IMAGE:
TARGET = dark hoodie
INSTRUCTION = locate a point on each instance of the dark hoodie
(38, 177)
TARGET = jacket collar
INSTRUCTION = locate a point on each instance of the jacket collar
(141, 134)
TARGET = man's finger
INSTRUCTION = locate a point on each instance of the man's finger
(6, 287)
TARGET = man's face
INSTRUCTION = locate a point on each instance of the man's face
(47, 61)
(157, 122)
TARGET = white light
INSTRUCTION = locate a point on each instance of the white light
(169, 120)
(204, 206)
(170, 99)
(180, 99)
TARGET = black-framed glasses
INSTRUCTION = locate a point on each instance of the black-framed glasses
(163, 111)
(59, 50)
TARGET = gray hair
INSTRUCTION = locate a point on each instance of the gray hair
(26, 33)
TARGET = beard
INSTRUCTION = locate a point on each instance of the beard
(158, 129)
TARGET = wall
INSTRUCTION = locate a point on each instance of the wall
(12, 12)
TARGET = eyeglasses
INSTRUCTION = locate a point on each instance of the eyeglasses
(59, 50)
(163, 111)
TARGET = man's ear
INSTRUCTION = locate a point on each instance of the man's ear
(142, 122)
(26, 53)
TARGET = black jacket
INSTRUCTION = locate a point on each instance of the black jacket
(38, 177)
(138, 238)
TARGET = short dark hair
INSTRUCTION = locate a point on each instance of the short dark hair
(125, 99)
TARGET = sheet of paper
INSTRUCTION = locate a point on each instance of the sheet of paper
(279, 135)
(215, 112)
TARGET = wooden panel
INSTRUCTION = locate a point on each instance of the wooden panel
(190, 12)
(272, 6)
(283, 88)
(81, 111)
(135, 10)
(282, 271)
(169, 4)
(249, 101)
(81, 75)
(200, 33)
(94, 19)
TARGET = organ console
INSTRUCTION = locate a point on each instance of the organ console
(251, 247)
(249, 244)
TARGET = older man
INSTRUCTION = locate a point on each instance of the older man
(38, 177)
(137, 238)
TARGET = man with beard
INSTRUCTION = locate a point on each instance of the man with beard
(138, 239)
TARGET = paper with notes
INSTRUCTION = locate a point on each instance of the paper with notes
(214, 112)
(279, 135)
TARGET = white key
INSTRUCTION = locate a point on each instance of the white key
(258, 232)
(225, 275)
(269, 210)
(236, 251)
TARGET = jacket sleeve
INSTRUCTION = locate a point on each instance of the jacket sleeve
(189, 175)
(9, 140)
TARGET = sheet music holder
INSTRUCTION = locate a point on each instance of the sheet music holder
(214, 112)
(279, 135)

=-=-=-=-=

Take the material above and transcribe all of it exactly.

Final answer.
IMAGE:
TARGET = dark hoodie
INSTRUCTION = locate a point on each instance of the dark hoodie
(38, 177)
TARGET = jacket collar
INSTRUCTION = locate a point on each instance of the jacket collar
(141, 134)
TARGET = man's finger
INSTRUCTION = locate a point on each instance of the man's finger
(6, 287)
TARGET = man's face
INSTRUCTION = locate a point on each instance of the man's face
(47, 61)
(157, 122)
TARGET = white light
INSTRUCTION = locate a point on each instance of the white light
(169, 120)
(204, 206)
(170, 99)
(180, 99)
TARGET = black-framed glasses
INSTRUCTION = locate a point on each instance of the black-framed glasses
(163, 111)
(59, 50)
TARGET = gray hair
INSTRUCTION = locate a point on each instance of the gray hair
(26, 33)
TARGET = beard
INSTRUCTION = locate a point on each instance of the beard
(158, 129)
TARGET = wall
INSTRUCTION = locate a point on each instance of the wall
(12, 12)
TARGET = eyeglasses
INSTRUCTION = locate a point on each instance of the eyeglasses
(59, 50)
(163, 111)
TARGET = man's ear
INSTRUCTION = locate a point on each instance of the man's ear
(142, 122)
(26, 53)
TARGET = black jacket
INSTRUCTION = locate a point on each instance of the black jacket
(38, 177)
(138, 238)
TARGET = short dark hair
INSTRUCTION = locate a point on each instance of the short dark hair
(125, 99)
TARGET = sheet of paper
INSTRUCTION = locate a point on each instance of the sheet of paper
(279, 135)
(215, 112)
TARGET = wooden panel
INSTRUCTION = locate a point on each instance of the wooden panel
(190, 12)
(272, 6)
(283, 88)
(81, 111)
(135, 10)
(282, 271)
(169, 4)
(249, 101)
(81, 75)
(200, 33)
(94, 19)
TARGET = organ console
INSTRUCTION = locate a point on each instance of the organ console
(251, 247)
(249, 244)
TARGET = older man
INSTRUCTION = locate a point on each instance of the older man
(38, 177)
(137, 238)
TARGET = man with beard
INSTRUCTION = locate a point on each instance of the man with beard
(138, 239)
TARGET = paper with notes
INSTRUCTION = locate a point on each instance of the paper with notes
(214, 112)
(279, 135)
TARGET = white key
INSTRUCTION = locate a point on each instance of the white key
(258, 232)
(225, 275)
(269, 210)
(236, 251)
TARGET = jacket sleeve
INSTRUCTION = locate a point on each instance of the jacket sleeve
(189, 175)
(9, 140)
TARGET = sheet music holder
INSTRUCTION = locate a point on each instance of the sheet music holder
(214, 112)
(279, 135)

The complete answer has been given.